Write out the material exactly, without any of its pictures.

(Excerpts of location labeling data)
^^^^

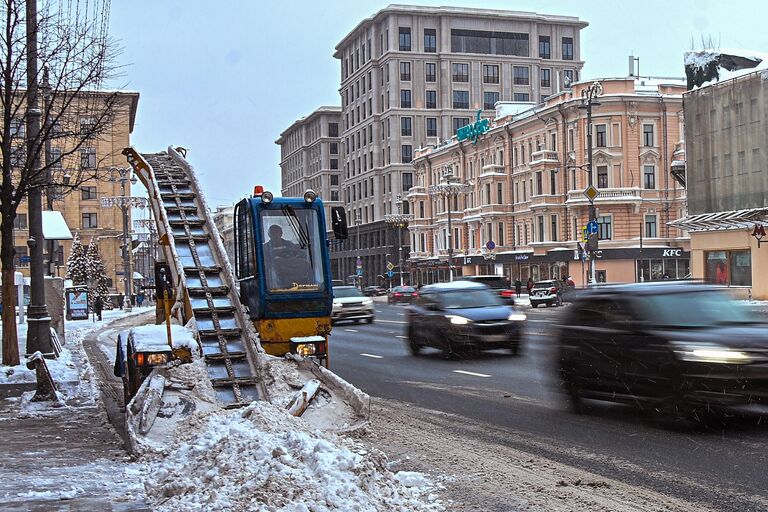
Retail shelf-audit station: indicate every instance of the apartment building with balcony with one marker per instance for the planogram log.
(310, 157)
(524, 182)
(411, 77)
(81, 207)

^^^^

Task result:
Retail shelf-audit station: indicate every instance of the apartment building with balcony with one marker per instance for the planogram log.
(310, 157)
(524, 182)
(411, 77)
(81, 207)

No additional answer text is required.